Put each line of the material below into a numbered list, leaving out any blank lines.

•••

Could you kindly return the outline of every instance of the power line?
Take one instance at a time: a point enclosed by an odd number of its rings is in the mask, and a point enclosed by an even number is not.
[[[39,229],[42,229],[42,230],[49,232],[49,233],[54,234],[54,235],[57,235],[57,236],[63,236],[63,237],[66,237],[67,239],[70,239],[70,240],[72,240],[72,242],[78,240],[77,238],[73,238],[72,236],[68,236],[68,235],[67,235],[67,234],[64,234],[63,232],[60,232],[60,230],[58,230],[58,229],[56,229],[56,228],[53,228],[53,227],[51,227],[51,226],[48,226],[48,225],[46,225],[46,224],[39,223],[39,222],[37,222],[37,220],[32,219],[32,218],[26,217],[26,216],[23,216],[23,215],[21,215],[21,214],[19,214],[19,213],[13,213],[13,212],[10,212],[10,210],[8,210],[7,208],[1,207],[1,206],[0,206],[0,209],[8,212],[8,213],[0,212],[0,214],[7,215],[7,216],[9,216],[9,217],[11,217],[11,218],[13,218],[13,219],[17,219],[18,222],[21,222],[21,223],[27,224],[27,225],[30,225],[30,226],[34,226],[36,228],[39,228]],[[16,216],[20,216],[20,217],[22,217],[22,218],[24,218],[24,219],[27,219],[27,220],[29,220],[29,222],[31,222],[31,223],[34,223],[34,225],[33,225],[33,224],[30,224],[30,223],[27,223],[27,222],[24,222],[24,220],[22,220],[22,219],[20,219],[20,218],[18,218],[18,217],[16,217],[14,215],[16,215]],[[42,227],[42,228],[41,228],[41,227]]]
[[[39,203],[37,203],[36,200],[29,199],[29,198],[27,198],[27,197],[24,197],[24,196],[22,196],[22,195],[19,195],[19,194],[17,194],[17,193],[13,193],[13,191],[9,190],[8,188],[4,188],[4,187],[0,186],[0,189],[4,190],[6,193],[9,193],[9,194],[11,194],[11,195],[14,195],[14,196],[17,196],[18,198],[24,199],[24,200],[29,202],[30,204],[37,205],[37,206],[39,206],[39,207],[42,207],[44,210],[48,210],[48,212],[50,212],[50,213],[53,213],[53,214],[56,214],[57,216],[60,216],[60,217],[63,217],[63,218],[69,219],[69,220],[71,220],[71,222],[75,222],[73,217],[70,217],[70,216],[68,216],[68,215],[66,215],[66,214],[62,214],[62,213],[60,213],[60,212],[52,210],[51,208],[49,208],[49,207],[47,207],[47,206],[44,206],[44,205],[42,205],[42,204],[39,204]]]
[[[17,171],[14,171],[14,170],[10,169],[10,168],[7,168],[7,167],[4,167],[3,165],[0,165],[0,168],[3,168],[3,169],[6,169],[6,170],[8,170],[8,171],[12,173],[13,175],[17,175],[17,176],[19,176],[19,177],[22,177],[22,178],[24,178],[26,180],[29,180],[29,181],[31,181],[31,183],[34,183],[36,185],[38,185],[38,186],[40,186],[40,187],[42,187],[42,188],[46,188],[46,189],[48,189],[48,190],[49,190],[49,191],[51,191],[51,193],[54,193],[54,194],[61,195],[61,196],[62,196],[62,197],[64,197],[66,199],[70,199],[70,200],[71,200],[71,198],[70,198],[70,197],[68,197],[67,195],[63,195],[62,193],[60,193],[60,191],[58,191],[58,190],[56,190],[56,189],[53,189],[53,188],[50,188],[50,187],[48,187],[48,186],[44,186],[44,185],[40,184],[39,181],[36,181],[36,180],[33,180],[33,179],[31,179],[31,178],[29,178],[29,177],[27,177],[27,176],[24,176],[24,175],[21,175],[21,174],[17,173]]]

•••

## RIGHT ANSWER
1. Could you kindly return the outline of every instance of the power line?
2. Take one instance at a time: a point enclosed by an odd number of its rings is in the mask, and a point enclosed by an even number is not.
3. [[[39,229],[42,229],[42,230],[49,232],[49,233],[54,234],[54,235],[57,235],[57,236],[63,236],[63,237],[66,237],[67,239],[70,239],[70,240],[72,240],[72,242],[78,240],[77,238],[73,238],[72,236],[68,236],[68,235],[67,235],[67,234],[64,234],[63,232],[60,232],[60,230],[58,230],[58,229],[56,229],[56,228],[53,228],[53,227],[51,227],[51,226],[48,226],[48,225],[46,225],[46,224],[39,223],[39,222],[37,222],[37,220],[32,219],[32,218],[26,217],[26,216],[23,216],[23,215],[21,215],[21,214],[19,214],[19,213],[13,213],[13,212],[10,212],[10,210],[8,210],[7,208],[1,207],[1,206],[0,206],[0,209],[8,212],[8,213],[0,212],[0,214],[7,215],[7,216],[9,216],[9,217],[11,217],[11,218],[13,218],[13,219],[17,219],[18,222],[21,222],[21,223],[27,224],[27,225],[30,225],[30,226],[34,226],[36,228],[39,228]],[[16,216],[20,216],[20,217],[22,217],[22,218],[24,218],[24,219],[27,219],[27,220],[29,220],[29,222],[31,222],[31,223],[34,223],[34,225],[33,225],[33,224],[30,224],[30,223],[27,223],[27,222],[24,222],[24,220],[22,220],[22,219],[20,219],[20,218],[18,218],[18,217],[16,217],[14,215],[16,215]],[[42,227],[42,228],[41,228],[41,227]]]
4. [[[39,203],[37,203],[36,200],[29,199],[29,198],[27,198],[27,197],[24,197],[24,196],[22,196],[22,195],[19,195],[19,194],[17,194],[17,193],[13,193],[13,191],[9,190],[8,188],[4,188],[4,187],[0,186],[0,189],[4,190],[6,193],[9,193],[9,194],[11,194],[11,195],[14,195],[14,196],[17,196],[18,198],[24,199],[24,200],[29,202],[30,204],[37,205],[37,206],[39,206],[39,207],[42,207],[44,210],[48,210],[48,212],[50,212],[50,213],[53,213],[53,214],[56,214],[57,216],[60,216],[60,217],[63,217],[63,218],[69,219],[69,220],[71,220],[71,222],[75,222],[73,217],[70,217],[70,216],[68,216],[68,215],[66,215],[66,214],[62,214],[62,213],[60,213],[60,212],[52,210],[51,208],[49,208],[49,207],[47,207],[47,206],[44,206],[44,205],[42,205],[42,204],[39,204]]]
5. [[[17,171],[14,171],[14,170],[10,169],[10,168],[7,168],[7,167],[4,167],[3,165],[0,165],[0,168],[3,168],[3,169],[6,169],[6,170],[8,170],[8,171],[12,173],[13,175],[17,175],[17,176],[19,176],[19,177],[22,177],[22,178],[24,178],[26,180],[29,180],[29,181],[31,181],[31,183],[34,183],[36,185],[38,185],[38,186],[40,186],[40,187],[42,187],[42,188],[46,188],[46,189],[48,189],[48,190],[49,190],[49,191],[51,191],[51,193],[54,193],[54,194],[61,195],[61,196],[62,196],[62,197],[64,197],[66,199],[70,199],[70,200],[71,200],[71,198],[70,198],[70,197],[68,197],[67,195],[63,195],[62,193],[60,193],[60,191],[58,191],[58,190],[56,190],[56,189],[53,189],[53,188],[50,188],[50,187],[48,187],[48,186],[44,186],[44,185],[40,184],[39,181],[36,181],[36,180],[33,180],[33,179],[31,179],[31,178],[29,178],[29,177],[27,177],[27,176],[24,176],[24,175],[21,175],[21,174],[17,173]]]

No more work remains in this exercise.